# [What is needed]
Count the lines of the data below that contain the word "white". Reply with the number alone.

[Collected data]
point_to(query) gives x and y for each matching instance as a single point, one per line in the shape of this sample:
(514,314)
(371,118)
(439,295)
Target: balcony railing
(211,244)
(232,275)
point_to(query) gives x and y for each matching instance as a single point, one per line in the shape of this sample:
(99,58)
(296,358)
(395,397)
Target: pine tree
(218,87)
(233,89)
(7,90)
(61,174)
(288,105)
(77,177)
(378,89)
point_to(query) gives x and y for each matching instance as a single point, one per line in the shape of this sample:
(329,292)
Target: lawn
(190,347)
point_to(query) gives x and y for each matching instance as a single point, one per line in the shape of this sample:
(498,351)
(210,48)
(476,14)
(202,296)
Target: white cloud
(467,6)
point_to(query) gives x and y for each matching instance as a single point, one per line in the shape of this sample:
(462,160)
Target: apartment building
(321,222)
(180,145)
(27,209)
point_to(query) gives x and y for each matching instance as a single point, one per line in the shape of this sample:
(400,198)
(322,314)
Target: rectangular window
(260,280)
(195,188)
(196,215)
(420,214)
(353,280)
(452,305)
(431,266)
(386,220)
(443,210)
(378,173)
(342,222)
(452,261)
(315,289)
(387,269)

---

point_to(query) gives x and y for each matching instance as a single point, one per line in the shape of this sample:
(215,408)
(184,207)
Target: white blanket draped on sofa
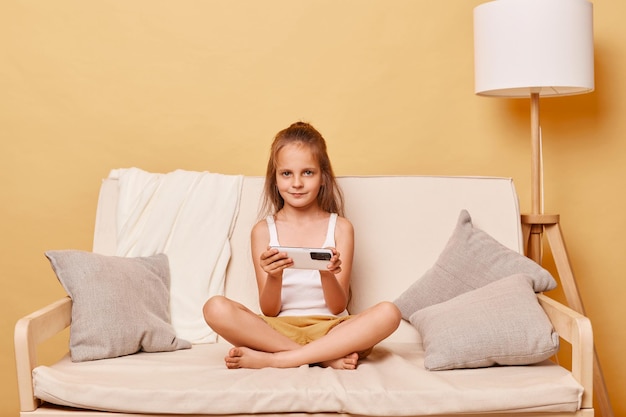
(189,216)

---

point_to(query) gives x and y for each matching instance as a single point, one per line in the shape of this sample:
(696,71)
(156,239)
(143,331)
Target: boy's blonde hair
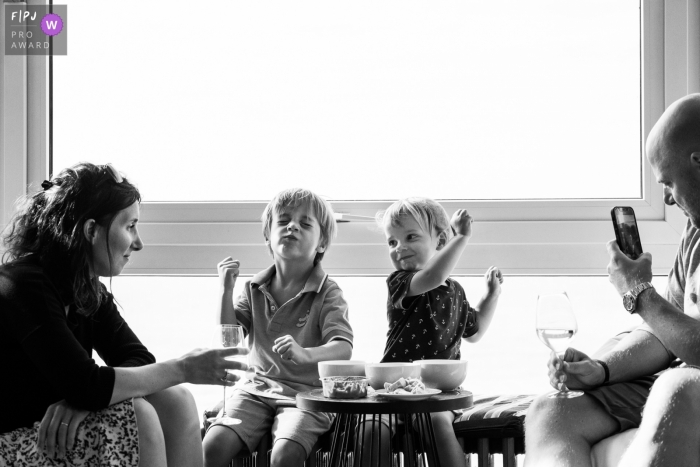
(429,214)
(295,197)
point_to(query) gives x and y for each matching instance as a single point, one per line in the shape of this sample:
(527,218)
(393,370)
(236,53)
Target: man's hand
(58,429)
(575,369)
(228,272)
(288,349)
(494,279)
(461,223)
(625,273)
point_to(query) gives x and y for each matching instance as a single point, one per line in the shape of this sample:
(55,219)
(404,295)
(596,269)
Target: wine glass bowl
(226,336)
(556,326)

# [Reply]
2